§ **TEXTO BASE**
———

Mas, na realidade, por mais que o digital tenha se sofisticado, com sistemas como o armazenamento de arquivos na nuvem, a complexidade de inscrever uma campanha publicitária aumentou desde que o Cannes Lions deixou de se resumir a um festival com as categorias de Film e Print e foi acompanhando, ano após ano, a proliferação de meios e segmentos de atuação da indústria.
O apreço do mercado publicitário brasileiro à competição anual da Riviera Francesa também se expandiu e se profissionalizou: o job de inscrever campanhas hoje é um business. Agências como AlmapBBDO, Africa Creative e LePub possuem áreas dedicadas — não somente a Cannes, mas às demais premiações que permeiam o calendário da indústria.
É o caso de Juliana Leite, que há sete anos e meio ingressou na Africa com a missão de gerenciar produção, orçamento, logística e planejamento de projetos encaminhados para os festivais. Vice-presidente de projetos especiais e conteúdo criativo, a profissional define o processo de inscrição em Cannes como um trabalho de imersão que começa meses antes. Cabe a ela e à sua equipe um olhar analítico e atento sobre o potencial da cada ideia e a definição sobre em qual categoria determinado trabalho se encaixa. “’Uninterrupted Ads’ desde o início pertencia à Audio e ganhou Ouro nessa categoria. A ideia inicial sempre tem uma categoria-mãe muito clara, mas, para fazer essa identificação, é preciso ter alguém dentro da agência que entenda de prêmio e que se dedique a saber do manual do festival”, explica.
O conhecimento dos regulamentos e prazos do manual é algo a que Fabiana Antacli, diretora de comunicação e cultura da BETC Havas, se dedica há 30 anos. Ela foi, inclusive, responsável por transportar muitos dos videocases analógicos para a Europa, quando trabalhava na então DM9DDB como diretora de relações internacionais. À medida que o Cannes Lions foi se tornando cada vez mais um motivo de esforço e dedicação das agências brasileiras, uma “inteligência em premiação”, conta: “Estudar o que ganhou nos anos anteriores é importante para entender em que categoria aquele trabalho se encaixa melhor ou tem mais chance de ganhar. Não basta apenas escolher uma categoria, é preciso analisar as subcategorias. O festival também sugere mudanças e é preciso argumentar e defender a inscrição, muitas vezes.”

———

§ **DADOS FORNECIDOS**
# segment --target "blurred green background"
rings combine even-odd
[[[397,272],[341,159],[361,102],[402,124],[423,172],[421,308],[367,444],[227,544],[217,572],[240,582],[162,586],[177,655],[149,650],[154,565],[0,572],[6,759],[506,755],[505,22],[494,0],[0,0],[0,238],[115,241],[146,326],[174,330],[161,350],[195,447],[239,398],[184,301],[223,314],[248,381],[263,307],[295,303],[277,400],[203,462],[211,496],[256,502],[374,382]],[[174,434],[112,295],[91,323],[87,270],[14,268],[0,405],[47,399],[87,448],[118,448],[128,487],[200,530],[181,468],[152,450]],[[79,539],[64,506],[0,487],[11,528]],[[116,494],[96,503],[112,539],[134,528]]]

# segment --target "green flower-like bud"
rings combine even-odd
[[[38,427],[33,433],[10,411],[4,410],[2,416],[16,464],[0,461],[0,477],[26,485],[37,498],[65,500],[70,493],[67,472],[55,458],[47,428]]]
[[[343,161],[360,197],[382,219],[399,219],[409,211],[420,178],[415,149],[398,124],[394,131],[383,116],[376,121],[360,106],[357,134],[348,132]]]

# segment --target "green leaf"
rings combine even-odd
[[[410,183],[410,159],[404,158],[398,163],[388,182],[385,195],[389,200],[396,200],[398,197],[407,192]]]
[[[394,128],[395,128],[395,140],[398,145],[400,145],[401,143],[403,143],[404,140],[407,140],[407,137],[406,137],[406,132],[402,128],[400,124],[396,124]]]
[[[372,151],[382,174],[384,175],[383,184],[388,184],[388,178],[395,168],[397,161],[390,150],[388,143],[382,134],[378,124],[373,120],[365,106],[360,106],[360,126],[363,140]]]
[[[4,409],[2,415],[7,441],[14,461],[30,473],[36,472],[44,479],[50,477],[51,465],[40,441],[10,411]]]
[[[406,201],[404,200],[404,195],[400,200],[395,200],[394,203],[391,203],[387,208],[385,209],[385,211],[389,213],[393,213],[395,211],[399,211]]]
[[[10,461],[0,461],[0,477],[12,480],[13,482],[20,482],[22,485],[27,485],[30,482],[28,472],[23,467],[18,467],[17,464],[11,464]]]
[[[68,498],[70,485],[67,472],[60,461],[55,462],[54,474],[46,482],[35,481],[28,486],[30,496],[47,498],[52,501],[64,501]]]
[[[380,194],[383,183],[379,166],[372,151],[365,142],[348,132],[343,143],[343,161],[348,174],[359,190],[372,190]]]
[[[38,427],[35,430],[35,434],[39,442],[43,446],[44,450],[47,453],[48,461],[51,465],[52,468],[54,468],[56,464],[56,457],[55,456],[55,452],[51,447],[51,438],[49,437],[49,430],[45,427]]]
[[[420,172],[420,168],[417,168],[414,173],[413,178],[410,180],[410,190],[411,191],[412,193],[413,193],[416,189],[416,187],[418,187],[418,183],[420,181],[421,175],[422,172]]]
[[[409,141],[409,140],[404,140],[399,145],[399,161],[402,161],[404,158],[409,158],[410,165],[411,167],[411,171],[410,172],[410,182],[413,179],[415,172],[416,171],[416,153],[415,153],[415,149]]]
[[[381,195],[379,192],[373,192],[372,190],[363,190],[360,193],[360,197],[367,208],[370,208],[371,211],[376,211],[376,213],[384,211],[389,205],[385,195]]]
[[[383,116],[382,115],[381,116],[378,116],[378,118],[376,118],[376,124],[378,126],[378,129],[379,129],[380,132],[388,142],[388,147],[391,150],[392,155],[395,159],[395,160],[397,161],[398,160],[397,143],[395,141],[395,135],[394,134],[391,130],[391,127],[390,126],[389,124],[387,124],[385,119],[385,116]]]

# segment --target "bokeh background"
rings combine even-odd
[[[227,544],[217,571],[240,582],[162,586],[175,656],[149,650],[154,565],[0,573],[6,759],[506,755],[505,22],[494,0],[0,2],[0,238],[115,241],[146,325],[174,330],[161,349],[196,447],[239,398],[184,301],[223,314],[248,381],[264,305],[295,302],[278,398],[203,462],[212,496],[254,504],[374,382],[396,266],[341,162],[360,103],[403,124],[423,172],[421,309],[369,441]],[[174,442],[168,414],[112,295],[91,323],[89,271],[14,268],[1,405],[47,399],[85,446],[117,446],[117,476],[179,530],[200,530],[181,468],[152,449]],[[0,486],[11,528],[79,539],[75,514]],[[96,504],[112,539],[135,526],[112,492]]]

———

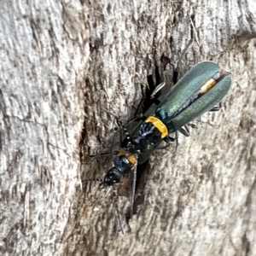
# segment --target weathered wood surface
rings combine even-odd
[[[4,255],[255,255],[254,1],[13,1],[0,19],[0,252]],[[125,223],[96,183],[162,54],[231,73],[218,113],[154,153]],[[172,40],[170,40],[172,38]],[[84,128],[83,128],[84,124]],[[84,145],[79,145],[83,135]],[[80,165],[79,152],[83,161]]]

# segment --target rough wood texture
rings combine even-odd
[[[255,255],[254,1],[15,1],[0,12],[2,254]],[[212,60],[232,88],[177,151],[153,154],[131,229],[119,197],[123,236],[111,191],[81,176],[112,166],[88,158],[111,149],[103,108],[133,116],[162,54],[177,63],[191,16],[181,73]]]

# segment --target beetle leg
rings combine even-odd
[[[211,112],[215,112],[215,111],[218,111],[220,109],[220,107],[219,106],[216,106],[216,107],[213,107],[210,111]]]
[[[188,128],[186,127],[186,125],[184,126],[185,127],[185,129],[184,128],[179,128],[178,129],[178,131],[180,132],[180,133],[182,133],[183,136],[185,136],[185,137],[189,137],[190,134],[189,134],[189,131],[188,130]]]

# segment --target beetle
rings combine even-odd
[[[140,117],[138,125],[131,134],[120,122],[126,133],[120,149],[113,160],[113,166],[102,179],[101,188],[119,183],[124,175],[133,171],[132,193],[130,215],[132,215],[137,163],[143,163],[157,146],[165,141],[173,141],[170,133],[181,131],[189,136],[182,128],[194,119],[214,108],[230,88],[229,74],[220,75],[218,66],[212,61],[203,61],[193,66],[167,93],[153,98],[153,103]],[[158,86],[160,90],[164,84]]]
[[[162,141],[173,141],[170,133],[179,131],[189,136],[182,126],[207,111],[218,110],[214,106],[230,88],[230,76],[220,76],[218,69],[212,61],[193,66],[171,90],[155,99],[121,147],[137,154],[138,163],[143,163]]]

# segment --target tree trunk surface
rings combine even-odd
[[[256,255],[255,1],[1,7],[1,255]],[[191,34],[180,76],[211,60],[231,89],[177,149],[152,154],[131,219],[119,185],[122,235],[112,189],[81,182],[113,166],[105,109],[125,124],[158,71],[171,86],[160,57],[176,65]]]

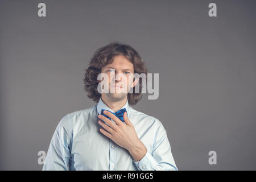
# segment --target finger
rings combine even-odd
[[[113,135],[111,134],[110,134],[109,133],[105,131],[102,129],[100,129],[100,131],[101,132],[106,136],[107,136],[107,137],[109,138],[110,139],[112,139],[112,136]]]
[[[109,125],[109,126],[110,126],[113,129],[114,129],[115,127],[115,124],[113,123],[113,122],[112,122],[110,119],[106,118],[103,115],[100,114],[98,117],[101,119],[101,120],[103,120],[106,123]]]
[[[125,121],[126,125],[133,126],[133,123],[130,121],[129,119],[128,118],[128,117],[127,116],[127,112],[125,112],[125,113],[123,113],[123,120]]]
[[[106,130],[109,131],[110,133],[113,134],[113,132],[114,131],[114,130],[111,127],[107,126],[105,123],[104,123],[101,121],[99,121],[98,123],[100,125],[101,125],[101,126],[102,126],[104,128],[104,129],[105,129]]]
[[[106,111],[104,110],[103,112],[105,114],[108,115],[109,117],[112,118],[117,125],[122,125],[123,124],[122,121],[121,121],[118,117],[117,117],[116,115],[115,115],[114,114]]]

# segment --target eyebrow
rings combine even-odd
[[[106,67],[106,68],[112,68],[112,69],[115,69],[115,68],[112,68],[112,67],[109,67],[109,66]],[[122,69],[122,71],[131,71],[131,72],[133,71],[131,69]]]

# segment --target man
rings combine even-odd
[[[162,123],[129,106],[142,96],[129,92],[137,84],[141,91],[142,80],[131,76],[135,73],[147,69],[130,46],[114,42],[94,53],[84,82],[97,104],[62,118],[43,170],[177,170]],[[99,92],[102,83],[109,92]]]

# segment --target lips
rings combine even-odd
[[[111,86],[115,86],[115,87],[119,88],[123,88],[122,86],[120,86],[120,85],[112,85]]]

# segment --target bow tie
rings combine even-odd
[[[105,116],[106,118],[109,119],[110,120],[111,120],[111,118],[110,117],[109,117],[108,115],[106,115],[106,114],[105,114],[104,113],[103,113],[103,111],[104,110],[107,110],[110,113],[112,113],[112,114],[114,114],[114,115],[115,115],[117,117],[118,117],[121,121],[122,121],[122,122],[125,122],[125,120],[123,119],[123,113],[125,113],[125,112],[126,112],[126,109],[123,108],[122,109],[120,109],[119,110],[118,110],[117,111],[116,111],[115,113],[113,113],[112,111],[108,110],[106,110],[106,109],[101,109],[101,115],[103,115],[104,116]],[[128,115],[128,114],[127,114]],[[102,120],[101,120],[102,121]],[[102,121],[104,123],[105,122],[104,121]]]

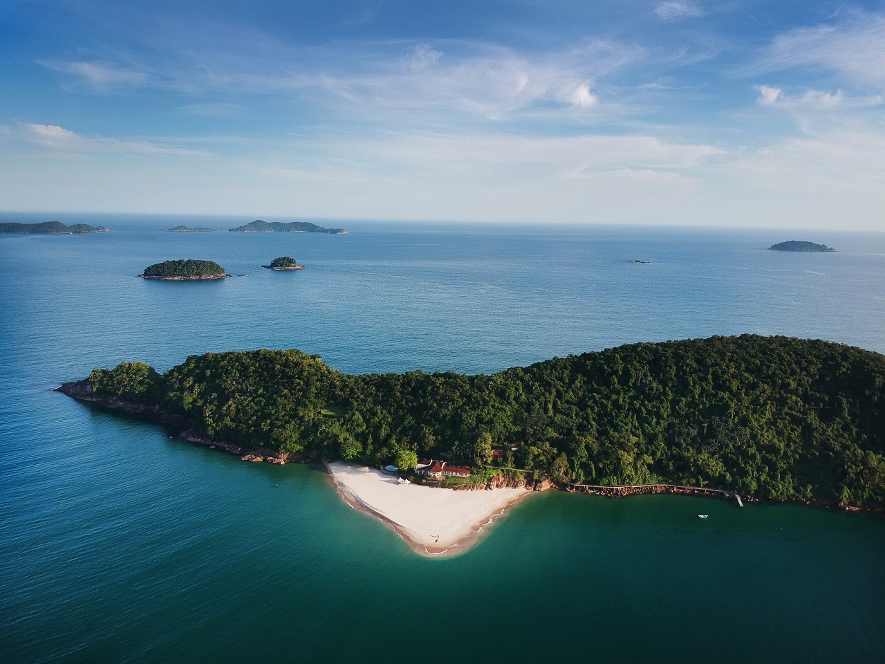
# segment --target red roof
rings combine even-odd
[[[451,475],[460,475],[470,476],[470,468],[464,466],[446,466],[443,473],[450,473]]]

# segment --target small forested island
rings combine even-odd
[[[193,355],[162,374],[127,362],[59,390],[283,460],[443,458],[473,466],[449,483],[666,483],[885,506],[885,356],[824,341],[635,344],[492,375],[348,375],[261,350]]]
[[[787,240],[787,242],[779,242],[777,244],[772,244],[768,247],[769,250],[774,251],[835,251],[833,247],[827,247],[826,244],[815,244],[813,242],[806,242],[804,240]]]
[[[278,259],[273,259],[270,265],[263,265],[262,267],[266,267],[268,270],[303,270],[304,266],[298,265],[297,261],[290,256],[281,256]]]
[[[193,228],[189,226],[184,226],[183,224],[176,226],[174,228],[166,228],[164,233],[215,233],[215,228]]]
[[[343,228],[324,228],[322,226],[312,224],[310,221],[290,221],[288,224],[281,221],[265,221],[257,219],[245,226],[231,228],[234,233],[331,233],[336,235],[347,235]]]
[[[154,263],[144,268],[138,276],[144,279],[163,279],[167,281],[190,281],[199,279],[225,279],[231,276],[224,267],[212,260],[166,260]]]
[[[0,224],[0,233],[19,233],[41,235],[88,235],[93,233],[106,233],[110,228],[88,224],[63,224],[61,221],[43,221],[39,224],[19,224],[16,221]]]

———

§ **REQUISITOS**
#1 Copie palavra por palavra o trecho do texto sobre o Cannes Lions que vai de "Mas, na realidade, por" até "calendário da indústria.", incluindo esses dois trechos.
#2 Quais agências de publicidade aparecem no texto sobre o Cannes Lions? Liste todas.

§ **RESPOSTAS POR TAREFA**
#1
Mas, na realidade, por mais que o digital tenha se sofisticado, com sistemas como o armazenamento de arquivos na nuvem, a complexidade de inscrever uma campanha publicitária aumentou desde que o Cannes Lions deixou de se resumir a um festival com as categorias de Film e Print e foi acompanhando, ano após ano, a proliferação de meios e segmentos de atuação da indústria.
O apreço do mercado publicitário brasileiro à competição anual da Riviera Francesa também se expandiu e se profissionalizou: o job de inscrever campanhas hoje é um business. Agências como AlmapBBDO, Africa Creative e LePub possuem áreas dedicadas — não somente a Cannes, mas às demais premiações que permeiam o calendário da indústria.

#2 AlmapBBDO, Africa Creative, LePub, BETC Havas, DM9DDB